**What you need to do**: Number every line of the records below in a list, leaving out any blank lines.
===== Rows
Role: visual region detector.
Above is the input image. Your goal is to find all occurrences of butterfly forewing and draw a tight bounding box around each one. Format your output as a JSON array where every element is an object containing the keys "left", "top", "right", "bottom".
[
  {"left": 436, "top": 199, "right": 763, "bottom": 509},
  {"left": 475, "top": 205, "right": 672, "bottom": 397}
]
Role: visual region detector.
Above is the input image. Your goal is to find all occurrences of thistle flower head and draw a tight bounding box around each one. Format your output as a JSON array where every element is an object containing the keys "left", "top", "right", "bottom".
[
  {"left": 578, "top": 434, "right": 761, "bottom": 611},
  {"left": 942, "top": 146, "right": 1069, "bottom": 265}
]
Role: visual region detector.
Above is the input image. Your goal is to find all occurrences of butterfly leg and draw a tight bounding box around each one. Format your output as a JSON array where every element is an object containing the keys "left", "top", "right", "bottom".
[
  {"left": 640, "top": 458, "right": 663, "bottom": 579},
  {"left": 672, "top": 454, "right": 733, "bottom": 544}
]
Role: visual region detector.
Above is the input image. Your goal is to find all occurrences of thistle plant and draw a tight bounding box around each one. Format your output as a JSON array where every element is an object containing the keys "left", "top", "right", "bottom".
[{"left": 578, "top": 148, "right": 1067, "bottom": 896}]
==========
**Right answer**:
1. Role: visual region detector.
2. Above is the input image. Your goal is to find all occurrences of butterfly forewing and draw a tight bounding box around each one. Format your output as a JSON array where every element is an object containing the keys "left", "top", "right", "bottom".
3. [
4.   {"left": 436, "top": 199, "right": 763, "bottom": 509},
5.   {"left": 475, "top": 205, "right": 672, "bottom": 397}
6. ]
7. Role: visual region detector.
8. Above is the input image. Your goal is to find all occurrences of thistle flower head and draw a tight bounding box around each one. Format your output as a JSON array where every element is an object containing the keys "left", "top", "right", "bottom".
9. [
10.   {"left": 578, "top": 434, "right": 761, "bottom": 611},
11.   {"left": 942, "top": 146, "right": 1069, "bottom": 265}
12. ]
13. Role: visual region detector.
14. Above is the input image. Your goal is to find all occurrences of butterfly leg and draw a tight bounding box around each one. Format your output as a JSON array where every element is an object containing the keys "left", "top", "right", "bottom".
15. [
16.   {"left": 640, "top": 458, "right": 663, "bottom": 579},
17.   {"left": 672, "top": 454, "right": 733, "bottom": 544}
18. ]
19. Role: visual region detector.
20. Above is the input image. Your goal is to find all occurrences of thistle plant and draw a tight bounding box around each one. Format your output as a JSON array where every element is an object containing the keys "left", "top", "right", "bottom".
21. [{"left": 578, "top": 148, "right": 1067, "bottom": 896}]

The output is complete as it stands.